DOCUMENT TEXT start

How would technology be different today? How would our courses be different? How would the game be different?
"There will always be haters. That’s just the way it is. Hating dudes marry hating women and have hating ass kids." - Evan Turner

Some of y'all have never been called out in bold green font and it really shows.

CJ Carder

  • Karma: +0/-0
I could go a couple of different directions with this as I could actually see a number of possibilities:

- My first thought was that scores would just go insanely low because technology would be out of control still.  A pro today could play a 6500 yard course with nothing longer than a 3-iron.  I reference back to when our club hosted the 2007 NCAAs.  At roughly 6800 and a par 70, there were two kids who flirted with 59 (one of whom was -11 through 14 before a bogey on 15 and 3 pars to finish).  Our dogleg right 420 yard first hole saw a number of players fly a 3-iron over the dogleg and hit a lob wedge into the green.

- As a result, one direction course design could go is to just get stupidly hard.  Think hay-length rough everywhere, small greens, and green speeds not recommended for the green contours.  A lot like what we have today, except EVERYONE would be playing the same course.  I think that translates to an even less enjoyable game for the amateurs.  At the end of the day, we would still build courses for the one week a year they host a professional tournament because that's where (theoretically) the big pay day is. 

- If they managed to control green speeds (without knowing too much, I have to imagine there are limits in terms of how far you can stretch the agronomy before they just can't get any faster), I could actually see green contours getting even more interesting because that would be a natural place to start looking for a course to have some scoring defense.

DOCUMENT TEXT end
DATASET RECORDS start

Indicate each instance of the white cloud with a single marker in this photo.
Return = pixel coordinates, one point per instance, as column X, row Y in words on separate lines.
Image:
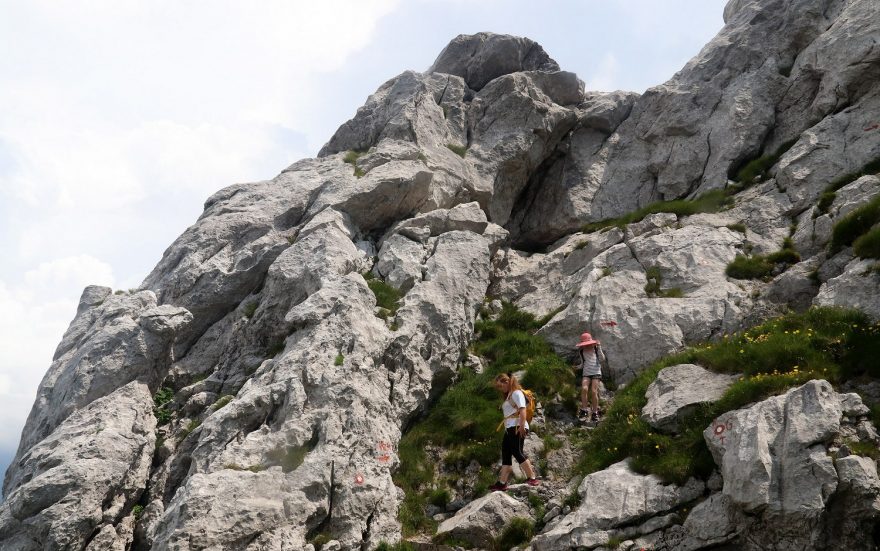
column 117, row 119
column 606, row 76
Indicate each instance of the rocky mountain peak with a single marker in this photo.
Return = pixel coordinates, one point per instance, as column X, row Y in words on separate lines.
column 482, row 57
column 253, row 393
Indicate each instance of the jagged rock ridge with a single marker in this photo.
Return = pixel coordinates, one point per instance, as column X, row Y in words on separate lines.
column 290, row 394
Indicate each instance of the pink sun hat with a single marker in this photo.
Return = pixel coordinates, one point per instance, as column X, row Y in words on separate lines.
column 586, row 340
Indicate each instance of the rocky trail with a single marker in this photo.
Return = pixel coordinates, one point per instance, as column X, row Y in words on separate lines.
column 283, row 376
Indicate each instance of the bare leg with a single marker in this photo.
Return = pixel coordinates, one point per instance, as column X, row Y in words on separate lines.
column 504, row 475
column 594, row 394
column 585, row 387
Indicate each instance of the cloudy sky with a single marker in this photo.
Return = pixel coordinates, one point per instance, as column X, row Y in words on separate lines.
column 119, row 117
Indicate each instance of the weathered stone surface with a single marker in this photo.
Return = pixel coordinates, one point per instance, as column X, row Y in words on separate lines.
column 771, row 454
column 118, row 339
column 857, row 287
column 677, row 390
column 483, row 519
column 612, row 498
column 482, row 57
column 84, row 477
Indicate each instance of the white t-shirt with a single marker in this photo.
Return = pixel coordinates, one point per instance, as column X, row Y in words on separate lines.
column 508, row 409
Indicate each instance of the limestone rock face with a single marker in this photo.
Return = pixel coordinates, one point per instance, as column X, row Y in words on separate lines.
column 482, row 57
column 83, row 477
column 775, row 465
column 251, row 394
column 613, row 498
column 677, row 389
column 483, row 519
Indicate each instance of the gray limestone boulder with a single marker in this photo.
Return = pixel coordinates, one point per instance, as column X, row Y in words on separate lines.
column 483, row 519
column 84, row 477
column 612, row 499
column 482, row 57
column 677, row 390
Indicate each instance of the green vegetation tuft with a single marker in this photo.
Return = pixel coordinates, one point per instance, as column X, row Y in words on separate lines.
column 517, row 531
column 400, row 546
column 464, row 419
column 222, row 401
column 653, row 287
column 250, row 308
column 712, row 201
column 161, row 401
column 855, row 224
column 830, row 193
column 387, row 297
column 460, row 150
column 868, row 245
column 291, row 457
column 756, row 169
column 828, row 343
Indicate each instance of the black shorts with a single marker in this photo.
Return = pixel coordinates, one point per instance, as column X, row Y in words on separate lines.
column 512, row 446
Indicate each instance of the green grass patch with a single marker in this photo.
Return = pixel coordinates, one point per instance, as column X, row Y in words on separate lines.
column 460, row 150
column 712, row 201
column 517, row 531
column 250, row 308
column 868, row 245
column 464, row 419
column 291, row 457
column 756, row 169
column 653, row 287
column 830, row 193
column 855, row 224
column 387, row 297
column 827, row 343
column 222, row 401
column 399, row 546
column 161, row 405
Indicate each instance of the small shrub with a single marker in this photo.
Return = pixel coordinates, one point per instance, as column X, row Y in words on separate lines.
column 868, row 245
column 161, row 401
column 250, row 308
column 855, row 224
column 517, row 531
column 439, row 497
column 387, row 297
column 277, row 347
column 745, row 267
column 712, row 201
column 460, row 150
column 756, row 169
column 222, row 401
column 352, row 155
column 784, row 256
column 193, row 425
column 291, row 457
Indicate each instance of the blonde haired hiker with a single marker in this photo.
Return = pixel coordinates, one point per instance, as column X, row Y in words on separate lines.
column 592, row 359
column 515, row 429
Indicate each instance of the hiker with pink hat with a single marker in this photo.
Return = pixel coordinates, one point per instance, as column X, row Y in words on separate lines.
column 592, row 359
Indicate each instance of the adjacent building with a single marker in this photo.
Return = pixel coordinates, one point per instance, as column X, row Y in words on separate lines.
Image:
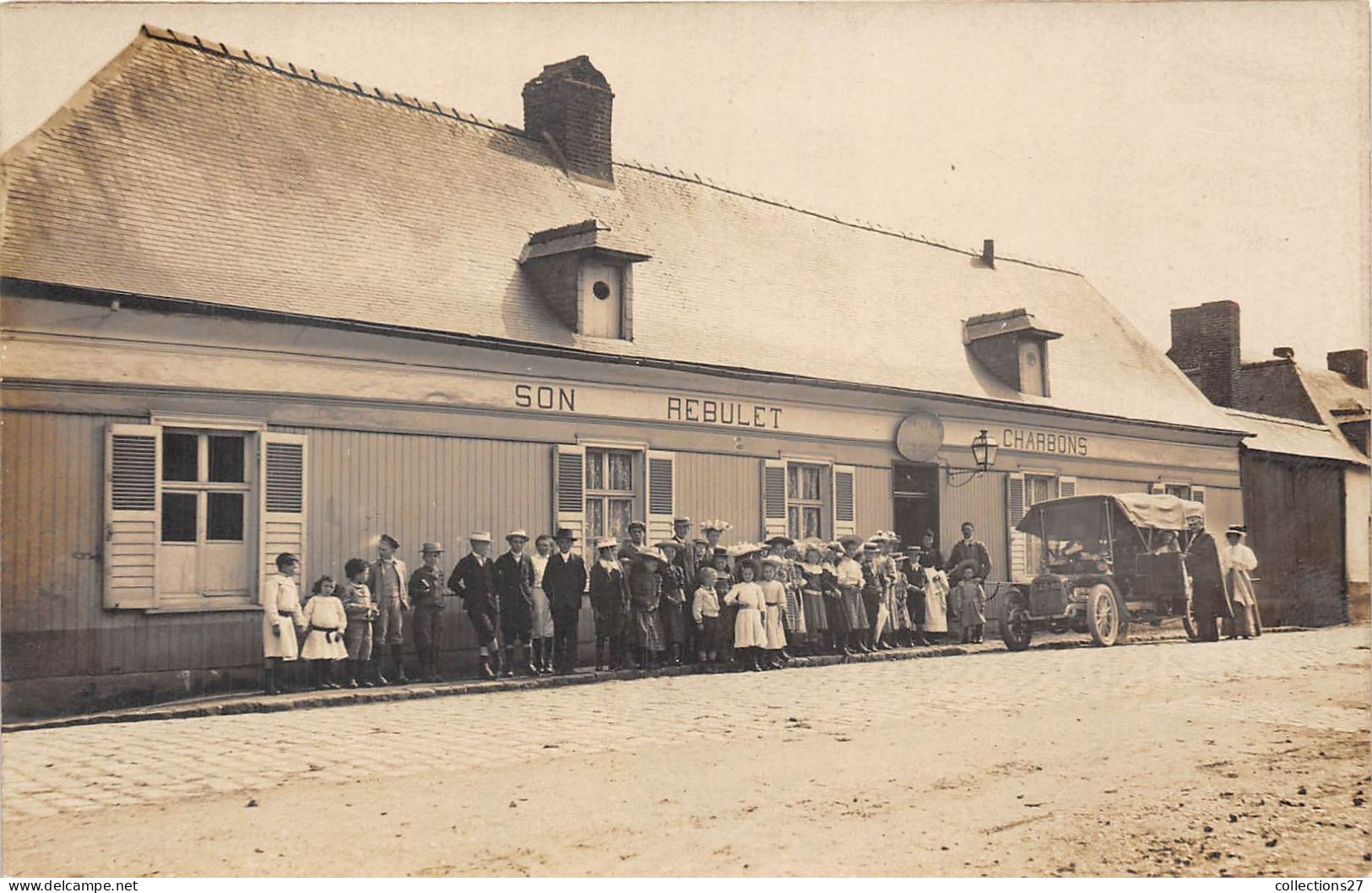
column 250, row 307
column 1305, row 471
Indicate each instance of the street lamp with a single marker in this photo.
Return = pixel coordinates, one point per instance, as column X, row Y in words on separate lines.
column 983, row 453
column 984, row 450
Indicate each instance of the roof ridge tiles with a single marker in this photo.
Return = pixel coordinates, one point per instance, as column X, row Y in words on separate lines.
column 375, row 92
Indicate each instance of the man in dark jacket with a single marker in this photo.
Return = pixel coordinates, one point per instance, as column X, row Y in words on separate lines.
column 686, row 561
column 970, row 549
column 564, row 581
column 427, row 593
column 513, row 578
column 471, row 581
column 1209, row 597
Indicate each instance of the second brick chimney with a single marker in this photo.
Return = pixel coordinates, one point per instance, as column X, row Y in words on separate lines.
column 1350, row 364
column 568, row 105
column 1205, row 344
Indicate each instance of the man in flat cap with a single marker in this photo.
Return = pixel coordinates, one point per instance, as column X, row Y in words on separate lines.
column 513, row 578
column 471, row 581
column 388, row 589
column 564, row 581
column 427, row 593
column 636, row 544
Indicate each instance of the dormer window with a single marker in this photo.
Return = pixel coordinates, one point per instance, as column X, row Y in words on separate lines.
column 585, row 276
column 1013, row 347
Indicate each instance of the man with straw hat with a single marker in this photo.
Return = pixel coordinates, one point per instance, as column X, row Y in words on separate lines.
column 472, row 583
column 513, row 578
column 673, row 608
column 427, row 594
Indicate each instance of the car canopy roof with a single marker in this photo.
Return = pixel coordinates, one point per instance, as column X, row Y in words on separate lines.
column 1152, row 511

DATASET RECORDS end

__TASK INSTRUCTIONS__.
A - Sum up the golf discussion in two sentences.
B - Reproduce the part of the golf discussion between "- My first thought" and "into the green.", inclusive.
Rely only on the golf discussion.

__RESULTS FOR EACH TASK__.
A - The discussion asks how technology, courses, and the game would be different today, and a reply suggests scores would go very low because technology would still be out of control, pointing to players who nearly shot 59 when the writer's club hosted the 2007 NCAAs. The reply adds that course design might get extremely hard, with deep rough, small greens, and very fast greens, which would make the game less enjoyable for amateurs, though if green speeds were controlled, green contours could become more interesting as a scoring defense.

B -
- My first thought was that scores would just go insanely low because technology would be out of control still.  A pro today could play a 6500 yard course with nothing longer than a 3-iron.  I reference back to when our club hosted the 2007 NCAAs.  At roughly 6800 and a par 70, there were two kids who flirted with 59 (one of whom was -11 through 14 before a bogey on 15 and 3 pars to finish).  Our dogleg right 420 yard first hole saw a number of players fly a 3-iron over the dogleg and hit a lob wedge into the green.